Instructions for the task ▸ Can you reproduce only the material that begins at the line containing "Teacher note: indicate the player's" and stops after the line containing "point(321, 201)", swapping "yellow stripe" for "gold stripe" and changing nothing else?
-*-*-
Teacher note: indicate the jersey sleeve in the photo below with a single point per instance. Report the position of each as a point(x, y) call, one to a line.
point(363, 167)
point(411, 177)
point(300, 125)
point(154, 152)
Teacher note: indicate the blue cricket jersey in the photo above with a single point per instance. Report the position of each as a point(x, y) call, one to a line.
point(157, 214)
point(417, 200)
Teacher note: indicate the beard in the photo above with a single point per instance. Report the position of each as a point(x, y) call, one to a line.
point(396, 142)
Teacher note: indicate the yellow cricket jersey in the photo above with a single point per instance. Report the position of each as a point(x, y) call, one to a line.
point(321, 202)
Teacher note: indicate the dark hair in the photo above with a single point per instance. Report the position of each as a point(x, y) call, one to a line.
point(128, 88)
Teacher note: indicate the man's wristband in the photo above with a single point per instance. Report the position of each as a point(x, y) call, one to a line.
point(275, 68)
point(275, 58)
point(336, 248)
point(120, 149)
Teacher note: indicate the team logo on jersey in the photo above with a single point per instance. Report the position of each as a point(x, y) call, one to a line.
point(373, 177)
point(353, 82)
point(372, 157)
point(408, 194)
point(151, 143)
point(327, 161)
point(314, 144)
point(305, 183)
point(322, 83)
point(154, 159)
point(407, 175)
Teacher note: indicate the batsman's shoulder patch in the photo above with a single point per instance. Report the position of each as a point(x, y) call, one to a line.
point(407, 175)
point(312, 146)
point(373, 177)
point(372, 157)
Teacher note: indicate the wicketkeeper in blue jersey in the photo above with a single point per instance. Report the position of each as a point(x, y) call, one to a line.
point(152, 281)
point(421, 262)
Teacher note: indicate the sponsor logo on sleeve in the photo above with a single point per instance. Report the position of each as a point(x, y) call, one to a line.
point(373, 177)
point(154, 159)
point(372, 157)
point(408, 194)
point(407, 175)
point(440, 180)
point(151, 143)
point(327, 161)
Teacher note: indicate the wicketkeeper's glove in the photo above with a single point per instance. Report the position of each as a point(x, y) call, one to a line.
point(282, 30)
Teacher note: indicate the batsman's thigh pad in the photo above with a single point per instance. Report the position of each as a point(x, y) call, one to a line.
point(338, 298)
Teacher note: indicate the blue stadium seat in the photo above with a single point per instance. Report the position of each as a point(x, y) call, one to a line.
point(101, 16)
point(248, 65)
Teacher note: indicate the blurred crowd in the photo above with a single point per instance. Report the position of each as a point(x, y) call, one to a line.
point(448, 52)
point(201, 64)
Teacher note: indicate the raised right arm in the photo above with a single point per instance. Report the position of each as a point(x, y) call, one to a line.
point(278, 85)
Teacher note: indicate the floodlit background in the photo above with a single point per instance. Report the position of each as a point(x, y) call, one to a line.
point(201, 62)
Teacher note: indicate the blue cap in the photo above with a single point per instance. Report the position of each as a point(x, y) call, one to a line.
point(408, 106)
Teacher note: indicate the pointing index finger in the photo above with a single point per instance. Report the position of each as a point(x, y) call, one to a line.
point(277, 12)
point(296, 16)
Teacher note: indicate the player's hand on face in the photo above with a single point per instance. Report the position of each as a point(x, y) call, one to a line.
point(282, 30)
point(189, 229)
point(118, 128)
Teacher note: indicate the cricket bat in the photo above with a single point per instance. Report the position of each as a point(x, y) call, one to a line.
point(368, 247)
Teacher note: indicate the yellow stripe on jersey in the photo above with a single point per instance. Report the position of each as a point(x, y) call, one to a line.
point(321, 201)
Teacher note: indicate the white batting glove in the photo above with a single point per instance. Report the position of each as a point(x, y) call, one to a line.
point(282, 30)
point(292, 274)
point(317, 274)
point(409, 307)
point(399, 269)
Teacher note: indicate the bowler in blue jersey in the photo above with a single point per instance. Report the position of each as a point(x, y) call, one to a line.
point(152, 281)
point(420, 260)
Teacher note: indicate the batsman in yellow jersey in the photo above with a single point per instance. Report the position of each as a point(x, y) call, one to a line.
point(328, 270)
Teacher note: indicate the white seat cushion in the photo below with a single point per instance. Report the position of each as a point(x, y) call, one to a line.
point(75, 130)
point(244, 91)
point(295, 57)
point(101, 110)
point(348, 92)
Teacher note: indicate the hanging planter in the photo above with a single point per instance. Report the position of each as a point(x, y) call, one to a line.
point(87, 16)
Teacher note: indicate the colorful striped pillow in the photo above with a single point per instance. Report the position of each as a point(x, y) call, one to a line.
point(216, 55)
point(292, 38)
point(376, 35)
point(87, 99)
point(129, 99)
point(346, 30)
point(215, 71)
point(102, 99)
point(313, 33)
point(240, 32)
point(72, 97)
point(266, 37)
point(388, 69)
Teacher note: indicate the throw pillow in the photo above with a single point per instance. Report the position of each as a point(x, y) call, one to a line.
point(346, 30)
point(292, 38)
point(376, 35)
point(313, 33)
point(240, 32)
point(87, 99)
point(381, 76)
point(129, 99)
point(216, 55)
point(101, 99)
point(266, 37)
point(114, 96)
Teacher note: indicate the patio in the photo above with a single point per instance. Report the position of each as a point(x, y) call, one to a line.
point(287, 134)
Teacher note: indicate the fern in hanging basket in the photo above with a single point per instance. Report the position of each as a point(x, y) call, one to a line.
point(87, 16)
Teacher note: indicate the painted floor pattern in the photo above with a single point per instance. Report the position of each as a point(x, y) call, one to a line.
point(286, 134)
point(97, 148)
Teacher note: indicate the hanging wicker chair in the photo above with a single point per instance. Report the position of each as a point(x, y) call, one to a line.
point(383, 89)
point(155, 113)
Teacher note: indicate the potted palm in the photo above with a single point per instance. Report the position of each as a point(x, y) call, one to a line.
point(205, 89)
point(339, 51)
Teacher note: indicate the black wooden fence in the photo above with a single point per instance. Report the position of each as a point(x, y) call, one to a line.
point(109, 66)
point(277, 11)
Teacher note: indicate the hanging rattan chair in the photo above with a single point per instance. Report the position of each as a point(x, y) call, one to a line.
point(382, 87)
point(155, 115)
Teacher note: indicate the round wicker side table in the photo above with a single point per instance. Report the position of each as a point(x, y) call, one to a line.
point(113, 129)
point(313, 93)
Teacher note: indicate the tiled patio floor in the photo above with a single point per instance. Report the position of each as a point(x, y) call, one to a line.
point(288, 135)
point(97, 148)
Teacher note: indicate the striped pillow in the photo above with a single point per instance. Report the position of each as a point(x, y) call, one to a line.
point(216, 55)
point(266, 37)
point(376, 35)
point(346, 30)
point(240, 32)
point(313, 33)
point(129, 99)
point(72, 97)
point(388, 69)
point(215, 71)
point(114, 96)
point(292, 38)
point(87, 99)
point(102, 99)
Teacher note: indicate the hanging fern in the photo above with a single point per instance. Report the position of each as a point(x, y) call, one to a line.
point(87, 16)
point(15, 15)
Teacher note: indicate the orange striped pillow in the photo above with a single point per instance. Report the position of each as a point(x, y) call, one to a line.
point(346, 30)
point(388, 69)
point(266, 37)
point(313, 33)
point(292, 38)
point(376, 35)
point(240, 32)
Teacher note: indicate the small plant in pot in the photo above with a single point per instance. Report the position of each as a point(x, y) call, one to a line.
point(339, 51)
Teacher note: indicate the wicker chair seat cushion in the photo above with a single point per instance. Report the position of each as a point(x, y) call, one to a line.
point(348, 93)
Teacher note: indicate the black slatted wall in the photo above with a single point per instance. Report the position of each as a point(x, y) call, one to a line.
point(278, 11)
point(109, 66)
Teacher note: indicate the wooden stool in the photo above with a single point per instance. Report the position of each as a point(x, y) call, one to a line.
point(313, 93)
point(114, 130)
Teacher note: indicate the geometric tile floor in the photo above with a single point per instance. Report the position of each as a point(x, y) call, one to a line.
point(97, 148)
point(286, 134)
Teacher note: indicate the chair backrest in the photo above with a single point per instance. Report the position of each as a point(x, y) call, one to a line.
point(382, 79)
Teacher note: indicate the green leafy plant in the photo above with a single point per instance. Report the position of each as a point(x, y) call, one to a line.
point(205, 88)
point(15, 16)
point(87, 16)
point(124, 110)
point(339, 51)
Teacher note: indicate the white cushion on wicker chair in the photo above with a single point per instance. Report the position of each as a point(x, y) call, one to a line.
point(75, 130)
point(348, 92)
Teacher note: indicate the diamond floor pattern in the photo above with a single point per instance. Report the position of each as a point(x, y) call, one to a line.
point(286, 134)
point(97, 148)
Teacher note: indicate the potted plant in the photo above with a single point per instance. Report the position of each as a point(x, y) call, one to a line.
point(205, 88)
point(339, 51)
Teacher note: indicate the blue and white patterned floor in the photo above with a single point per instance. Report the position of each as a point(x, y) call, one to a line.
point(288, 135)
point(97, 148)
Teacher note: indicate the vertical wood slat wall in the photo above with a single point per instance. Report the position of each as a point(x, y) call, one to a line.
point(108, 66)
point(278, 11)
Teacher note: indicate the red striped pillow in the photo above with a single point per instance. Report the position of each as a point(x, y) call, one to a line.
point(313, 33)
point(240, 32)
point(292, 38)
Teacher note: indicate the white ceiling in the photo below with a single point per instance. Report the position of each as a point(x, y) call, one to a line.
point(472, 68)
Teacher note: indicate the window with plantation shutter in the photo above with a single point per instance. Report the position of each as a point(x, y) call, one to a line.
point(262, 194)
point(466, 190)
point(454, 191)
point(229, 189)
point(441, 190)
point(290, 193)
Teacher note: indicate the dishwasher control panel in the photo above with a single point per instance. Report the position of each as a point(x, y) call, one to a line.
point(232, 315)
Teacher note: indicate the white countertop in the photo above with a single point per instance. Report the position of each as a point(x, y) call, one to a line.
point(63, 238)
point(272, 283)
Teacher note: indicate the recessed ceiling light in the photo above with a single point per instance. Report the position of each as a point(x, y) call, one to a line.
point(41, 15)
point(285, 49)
-*-*-
Exercise answer ▸
Teacher note: indicate the player's hand on face in the photo above with a single point per instance. Report the position of each as a point(x, y) call, one to a line.
point(282, 30)
point(189, 229)
point(118, 128)
Teacher note: indicate the cricket bat in the photo above with a single point per instance. Report the position of each as a point(x, y) call, one to a line.
point(368, 247)
Teacher note: indicate the gold stripe on jersey in the photo above with a single point per instance. Report the position of each as a point(x, y) call, one to a line.
point(321, 201)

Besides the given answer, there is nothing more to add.